EXERCISE: An exact copy of every record is needed.

Data records:
"""

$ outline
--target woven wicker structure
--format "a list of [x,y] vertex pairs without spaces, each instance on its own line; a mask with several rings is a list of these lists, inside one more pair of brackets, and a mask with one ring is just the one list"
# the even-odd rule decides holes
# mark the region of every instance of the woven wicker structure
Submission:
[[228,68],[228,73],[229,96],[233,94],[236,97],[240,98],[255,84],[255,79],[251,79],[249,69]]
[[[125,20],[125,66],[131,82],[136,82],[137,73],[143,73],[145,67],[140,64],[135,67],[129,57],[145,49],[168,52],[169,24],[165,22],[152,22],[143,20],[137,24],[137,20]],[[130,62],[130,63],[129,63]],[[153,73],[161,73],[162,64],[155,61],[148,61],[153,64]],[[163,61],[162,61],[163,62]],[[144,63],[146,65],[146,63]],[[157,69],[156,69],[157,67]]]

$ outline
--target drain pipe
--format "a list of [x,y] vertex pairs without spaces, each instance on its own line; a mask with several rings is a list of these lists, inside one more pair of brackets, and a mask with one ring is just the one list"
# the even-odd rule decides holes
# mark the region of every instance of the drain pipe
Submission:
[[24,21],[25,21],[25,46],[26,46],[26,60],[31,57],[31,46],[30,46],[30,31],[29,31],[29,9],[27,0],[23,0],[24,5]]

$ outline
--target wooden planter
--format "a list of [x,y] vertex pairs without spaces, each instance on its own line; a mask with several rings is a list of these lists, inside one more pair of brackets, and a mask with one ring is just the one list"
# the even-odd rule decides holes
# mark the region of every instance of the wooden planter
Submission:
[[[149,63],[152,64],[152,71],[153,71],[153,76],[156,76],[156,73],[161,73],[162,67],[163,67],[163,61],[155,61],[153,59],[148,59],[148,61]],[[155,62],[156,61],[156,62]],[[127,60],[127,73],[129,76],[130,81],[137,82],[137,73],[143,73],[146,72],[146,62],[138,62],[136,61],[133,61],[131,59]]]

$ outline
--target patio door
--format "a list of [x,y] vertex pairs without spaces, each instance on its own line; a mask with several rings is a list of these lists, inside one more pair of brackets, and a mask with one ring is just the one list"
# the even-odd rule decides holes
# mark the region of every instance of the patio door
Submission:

"""

ANSWER TO THIS EXERCISE:
$ outline
--target woven wicker structure
--format "a list of [x,y] vertex pairs without spaces, each instance on its own line; a mask with several rings is a list of these lists, inside one more pair of brackets, and a mask with one ring is just the one list"
# the even-odd rule decides holes
# mark the region of every instance of the woven wicker structure
Submission:
[[228,68],[228,73],[229,96],[233,94],[236,97],[240,98],[255,84],[255,79],[251,79],[249,69]]
[[[125,20],[125,66],[131,82],[136,82],[137,73],[143,73],[145,67],[140,64],[135,67],[129,57],[145,49],[168,52],[169,24],[165,22],[152,22],[143,20],[137,24],[137,20]],[[130,62],[130,63],[129,63]],[[153,73],[161,73],[162,64],[155,61],[148,61],[153,64]],[[163,61],[162,61],[163,62]],[[144,63],[146,65],[146,63]],[[157,69],[156,69],[157,67]]]

$ outline
--target drain pipe
--format "a list of [x,y] vertex pairs without spaces, each instance on its own line; a mask with several rings is a list of these lists, inside one more pair of brackets, and a mask with one ring is just the one list"
# the even-odd rule decides holes
# mark the region of every instance of the drain pipe
Submission:
[[24,21],[25,21],[25,46],[26,46],[26,60],[31,57],[31,46],[30,46],[30,31],[29,31],[29,9],[27,0],[23,0],[24,5]]

$ outline
--target wooden planter
--format "a list of [x,y] vertex pairs without spaces, each instance on its own line; a mask with several rings is a list of these lists, inside one more pair of brackets, and a mask with one ring is just the one list"
# the even-odd rule decides holes
# mark the region of every instance of the wooden planter
Submission:
[[[149,63],[152,64],[152,71],[153,71],[153,76],[156,76],[156,73],[161,73],[162,67],[163,67],[163,61],[155,61],[153,59],[148,59],[148,61]],[[155,62],[156,61],[156,62]],[[127,60],[127,73],[129,76],[130,81],[137,82],[137,73],[143,73],[146,72],[146,62],[138,62],[136,61],[133,61],[131,59]]]

$ outline
--target patio door
--format "a list of [x,y] vertex pairs without spaces, each instance on its own line; a mask with several rings is a list of these lists, inside one more pair of brackets, and a mask with one ring is just the one list"
# the even-odd rule decides holes
# mark the region of every instance of the patio door
Submission:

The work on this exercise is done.